**YOUR OBJECTIVE**
Count the lines in the records below that contain the string "picture", treating uppercase and lowercase letters as distinct, and reply with the number alone.

**THE DATA**
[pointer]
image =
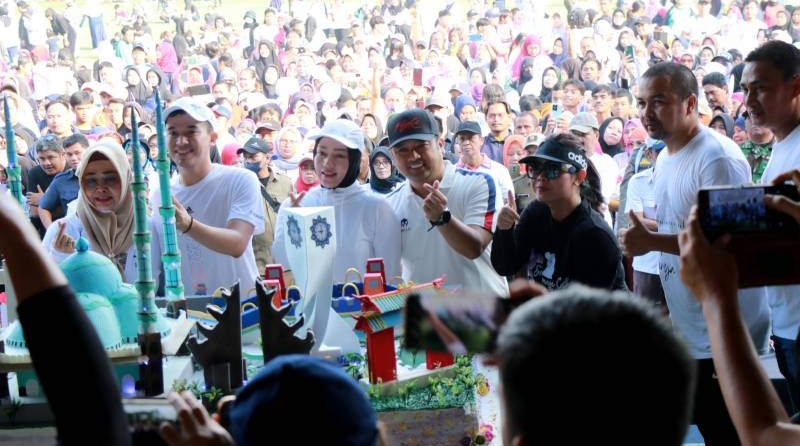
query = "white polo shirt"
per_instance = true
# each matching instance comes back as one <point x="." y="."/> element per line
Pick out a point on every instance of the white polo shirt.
<point x="474" y="199"/>
<point x="784" y="300"/>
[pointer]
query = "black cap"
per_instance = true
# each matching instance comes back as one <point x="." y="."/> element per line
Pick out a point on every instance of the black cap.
<point x="551" y="150"/>
<point x="255" y="145"/>
<point x="411" y="124"/>
<point x="469" y="127"/>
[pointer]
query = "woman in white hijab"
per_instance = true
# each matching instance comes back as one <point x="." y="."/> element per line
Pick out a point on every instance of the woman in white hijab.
<point x="104" y="211"/>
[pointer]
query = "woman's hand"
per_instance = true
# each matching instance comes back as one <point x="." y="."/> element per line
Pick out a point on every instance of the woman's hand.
<point x="63" y="243"/>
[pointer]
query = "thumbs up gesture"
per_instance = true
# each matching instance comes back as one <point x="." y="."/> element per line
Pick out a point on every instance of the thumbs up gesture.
<point x="508" y="216"/>
<point x="636" y="239"/>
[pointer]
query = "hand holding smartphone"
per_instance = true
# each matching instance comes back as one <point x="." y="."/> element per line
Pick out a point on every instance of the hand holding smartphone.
<point x="764" y="242"/>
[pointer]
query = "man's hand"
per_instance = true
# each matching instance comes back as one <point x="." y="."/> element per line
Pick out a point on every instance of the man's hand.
<point x="435" y="202"/>
<point x="196" y="427"/>
<point x="781" y="203"/>
<point x="182" y="217"/>
<point x="63" y="243"/>
<point x="508" y="216"/>
<point x="34" y="197"/>
<point x="635" y="241"/>
<point x="707" y="270"/>
<point x="295" y="199"/>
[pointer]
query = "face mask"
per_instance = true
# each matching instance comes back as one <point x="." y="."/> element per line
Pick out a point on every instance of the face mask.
<point x="253" y="167"/>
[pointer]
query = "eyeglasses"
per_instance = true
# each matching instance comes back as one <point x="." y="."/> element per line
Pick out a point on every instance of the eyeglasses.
<point x="104" y="181"/>
<point x="551" y="170"/>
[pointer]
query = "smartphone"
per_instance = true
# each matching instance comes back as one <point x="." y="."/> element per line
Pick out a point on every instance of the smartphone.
<point x="741" y="210"/>
<point x="460" y="323"/>
<point x="629" y="51"/>
<point x="764" y="242"/>
<point x="417" y="77"/>
<point x="555" y="112"/>
<point x="661" y="36"/>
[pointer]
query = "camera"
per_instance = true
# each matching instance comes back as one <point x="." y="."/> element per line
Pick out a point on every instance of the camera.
<point x="765" y="242"/>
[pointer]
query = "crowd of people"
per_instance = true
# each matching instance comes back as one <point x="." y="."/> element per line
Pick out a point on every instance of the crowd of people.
<point x="484" y="143"/>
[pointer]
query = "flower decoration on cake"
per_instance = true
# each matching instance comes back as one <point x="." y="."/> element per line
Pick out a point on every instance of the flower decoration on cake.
<point x="293" y="229"/>
<point x="321" y="231"/>
<point x="482" y="384"/>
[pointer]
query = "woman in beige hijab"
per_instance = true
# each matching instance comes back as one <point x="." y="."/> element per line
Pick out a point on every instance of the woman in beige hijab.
<point x="104" y="211"/>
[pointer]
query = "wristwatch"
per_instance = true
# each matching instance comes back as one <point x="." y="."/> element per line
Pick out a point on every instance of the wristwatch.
<point x="442" y="220"/>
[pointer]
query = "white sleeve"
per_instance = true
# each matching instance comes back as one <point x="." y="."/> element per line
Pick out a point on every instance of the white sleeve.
<point x="278" y="247"/>
<point x="246" y="202"/>
<point x="634" y="200"/>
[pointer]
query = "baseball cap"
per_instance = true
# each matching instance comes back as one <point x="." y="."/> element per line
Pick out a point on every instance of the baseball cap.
<point x="534" y="139"/>
<point x="439" y="100"/>
<point x="411" y="124"/>
<point x="255" y="145"/>
<point x="267" y="410"/>
<point x="222" y="110"/>
<point x="269" y="125"/>
<point x="192" y="107"/>
<point x="469" y="127"/>
<point x="584" y="122"/>
<point x="552" y="150"/>
<point x="343" y="131"/>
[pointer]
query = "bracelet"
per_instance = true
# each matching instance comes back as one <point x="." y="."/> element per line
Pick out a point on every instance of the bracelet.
<point x="191" y="222"/>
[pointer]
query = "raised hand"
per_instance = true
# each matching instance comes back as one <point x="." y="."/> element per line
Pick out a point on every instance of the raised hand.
<point x="435" y="202"/>
<point x="708" y="270"/>
<point x="634" y="240"/>
<point x="782" y="203"/>
<point x="508" y="216"/>
<point x="63" y="242"/>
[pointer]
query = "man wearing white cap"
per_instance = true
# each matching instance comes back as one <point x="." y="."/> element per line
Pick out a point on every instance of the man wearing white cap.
<point x="217" y="208"/>
<point x="366" y="226"/>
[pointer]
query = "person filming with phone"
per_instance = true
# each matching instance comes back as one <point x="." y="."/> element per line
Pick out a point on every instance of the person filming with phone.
<point x="559" y="238"/>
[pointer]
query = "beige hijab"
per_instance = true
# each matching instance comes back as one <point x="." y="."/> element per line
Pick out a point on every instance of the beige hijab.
<point x="110" y="234"/>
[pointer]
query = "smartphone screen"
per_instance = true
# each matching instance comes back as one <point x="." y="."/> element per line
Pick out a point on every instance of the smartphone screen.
<point x="457" y="323"/>
<point x="629" y="51"/>
<point x="742" y="210"/>
<point x="417" y="77"/>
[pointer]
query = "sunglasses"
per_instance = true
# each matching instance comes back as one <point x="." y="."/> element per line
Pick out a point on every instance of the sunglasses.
<point x="551" y="170"/>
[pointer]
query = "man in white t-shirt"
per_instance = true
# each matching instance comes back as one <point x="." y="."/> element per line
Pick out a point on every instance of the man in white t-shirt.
<point x="469" y="139"/>
<point x="641" y="200"/>
<point x="447" y="215"/>
<point x="217" y="208"/>
<point x="696" y="157"/>
<point x="771" y="84"/>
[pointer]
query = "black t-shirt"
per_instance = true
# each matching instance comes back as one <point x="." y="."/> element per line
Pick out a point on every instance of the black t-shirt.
<point x="579" y="249"/>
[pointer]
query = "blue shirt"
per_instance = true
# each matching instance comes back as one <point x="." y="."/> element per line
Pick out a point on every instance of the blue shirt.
<point x="64" y="188"/>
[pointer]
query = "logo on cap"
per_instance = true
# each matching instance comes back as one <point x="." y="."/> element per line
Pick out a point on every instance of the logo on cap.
<point x="578" y="158"/>
<point x="407" y="124"/>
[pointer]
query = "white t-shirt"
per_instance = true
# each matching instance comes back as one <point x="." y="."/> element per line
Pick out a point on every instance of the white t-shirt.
<point x="708" y="159"/>
<point x="498" y="172"/>
<point x="642" y="198"/>
<point x="784" y="300"/>
<point x="225" y="194"/>
<point x="366" y="227"/>
<point x="472" y="198"/>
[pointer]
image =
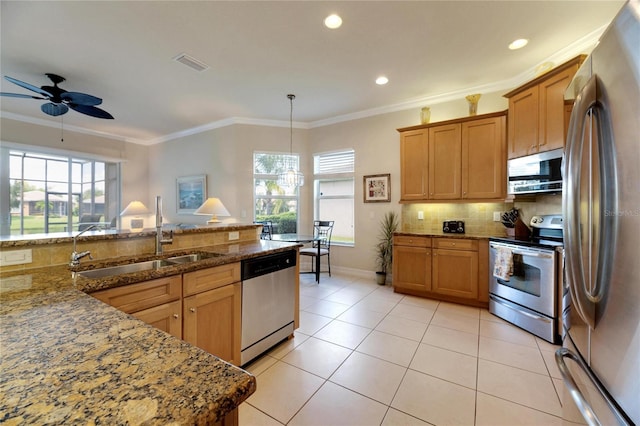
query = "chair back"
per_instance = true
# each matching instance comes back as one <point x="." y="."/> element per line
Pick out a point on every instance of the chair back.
<point x="267" y="229"/>
<point x="322" y="229"/>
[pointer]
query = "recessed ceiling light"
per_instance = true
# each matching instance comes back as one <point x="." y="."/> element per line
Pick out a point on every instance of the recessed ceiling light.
<point x="333" y="21"/>
<point x="518" y="44"/>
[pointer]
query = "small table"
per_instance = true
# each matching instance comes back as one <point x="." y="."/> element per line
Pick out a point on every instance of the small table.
<point x="301" y="238"/>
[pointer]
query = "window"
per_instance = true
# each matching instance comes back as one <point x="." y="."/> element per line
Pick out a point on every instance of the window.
<point x="334" y="193"/>
<point x="273" y="202"/>
<point x="54" y="193"/>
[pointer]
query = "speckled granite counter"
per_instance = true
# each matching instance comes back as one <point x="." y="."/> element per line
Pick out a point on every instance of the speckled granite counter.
<point x="67" y="358"/>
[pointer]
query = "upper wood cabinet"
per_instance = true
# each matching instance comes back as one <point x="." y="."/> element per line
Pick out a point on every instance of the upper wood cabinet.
<point x="537" y="111"/>
<point x="463" y="159"/>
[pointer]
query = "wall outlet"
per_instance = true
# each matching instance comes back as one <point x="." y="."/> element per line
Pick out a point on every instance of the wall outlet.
<point x="15" y="257"/>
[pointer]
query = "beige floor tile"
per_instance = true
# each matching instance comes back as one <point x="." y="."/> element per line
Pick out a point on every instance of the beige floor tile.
<point x="492" y="411"/>
<point x="412" y="312"/>
<point x="455" y="321"/>
<point x="369" y="376"/>
<point x="335" y="405"/>
<point x="348" y="295"/>
<point x="398" y="418"/>
<point x="447" y="338"/>
<point x="402" y="327"/>
<point x="343" y="334"/>
<point x="327" y="308"/>
<point x="311" y="323"/>
<point x="550" y="361"/>
<point x="377" y="303"/>
<point x="287" y="346"/>
<point x="395" y="349"/>
<point x="523" y="387"/>
<point x="420" y="301"/>
<point x="447" y="365"/>
<point x="507" y="332"/>
<point x="462" y="310"/>
<point x="282" y="390"/>
<point x="317" y="356"/>
<point x="362" y="317"/>
<point x="434" y="400"/>
<point x="513" y="354"/>
<point x="250" y="416"/>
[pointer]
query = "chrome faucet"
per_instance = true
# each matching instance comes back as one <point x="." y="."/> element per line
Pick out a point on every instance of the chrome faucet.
<point x="75" y="256"/>
<point x="160" y="240"/>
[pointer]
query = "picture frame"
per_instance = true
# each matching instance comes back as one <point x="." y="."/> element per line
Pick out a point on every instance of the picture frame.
<point x="191" y="192"/>
<point x="377" y="188"/>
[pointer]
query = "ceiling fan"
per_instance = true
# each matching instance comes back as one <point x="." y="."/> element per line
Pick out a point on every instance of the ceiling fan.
<point x="59" y="99"/>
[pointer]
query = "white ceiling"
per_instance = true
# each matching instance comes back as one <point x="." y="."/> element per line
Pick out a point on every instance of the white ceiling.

**RESULT FOR THIS EXERCISE**
2